WHAT TO WORK ON: The result should be the lines from the one holding "Find the flower" to the final line of the records, retyped exactly.

EXERCISE INPUTS:
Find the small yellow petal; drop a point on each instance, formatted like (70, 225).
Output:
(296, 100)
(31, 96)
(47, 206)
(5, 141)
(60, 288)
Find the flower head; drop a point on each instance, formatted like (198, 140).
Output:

SOLVED PROBLEM:
Find the flower head; drop a point on each instance, formatted like (198, 140).
Output:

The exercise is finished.